> **WRITTEN INSTRUCTION**: Please recast the material below as a numbered list, leaving out any blank lines.

======== ENTRIES SHOWN ========

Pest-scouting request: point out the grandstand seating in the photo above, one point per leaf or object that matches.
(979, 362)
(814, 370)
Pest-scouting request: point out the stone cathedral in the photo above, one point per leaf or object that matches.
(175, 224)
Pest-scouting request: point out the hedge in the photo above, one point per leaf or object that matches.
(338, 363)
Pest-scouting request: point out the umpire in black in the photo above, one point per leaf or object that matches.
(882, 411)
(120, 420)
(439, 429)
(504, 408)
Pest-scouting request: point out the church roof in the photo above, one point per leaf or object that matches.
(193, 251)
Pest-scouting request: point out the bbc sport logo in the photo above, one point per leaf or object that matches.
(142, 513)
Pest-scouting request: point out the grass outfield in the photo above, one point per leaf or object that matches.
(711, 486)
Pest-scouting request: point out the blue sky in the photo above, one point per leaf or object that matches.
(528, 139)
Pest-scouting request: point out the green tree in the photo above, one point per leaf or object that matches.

========

> **TASK RESPONSE**:
1. Pest-scouting request: point out the grandstand seating in the photo above, one point per leaf or object that matches.
2. (979, 362)
3. (814, 370)
4. Pest-scouting request: point out the stone cathedral in the photo above, one point per leaf or object that matches.
5. (175, 224)
6. Pest-scouting request: point out the hedge in the photo above, one point per leaf or object that matches.
7. (338, 363)
8. Pest-scouting request: point out the umpire in black in the photo above, one point per leaf or object that matches.
9. (882, 411)
10. (120, 420)
11. (439, 429)
12. (504, 408)
13. Pest-scouting request: point out the church roof in the photo above, one point per leaf or object that matches.
14. (193, 251)
15. Pest-scouting request: point out the bbc sport logo in the photo above, one point per leaf or object that matches.
16. (142, 513)
17. Pest-scouting request: point out the grass outfield in the photo above, one point per leaf or object that matches.
18. (711, 486)
19. Pest-scouting request: point out the blue sky in the photo above, one point per leaf or object that matches.
20. (528, 139)
21. Pest-scouting request: point out the green tree in the photo above, one point per leaf or object that matches.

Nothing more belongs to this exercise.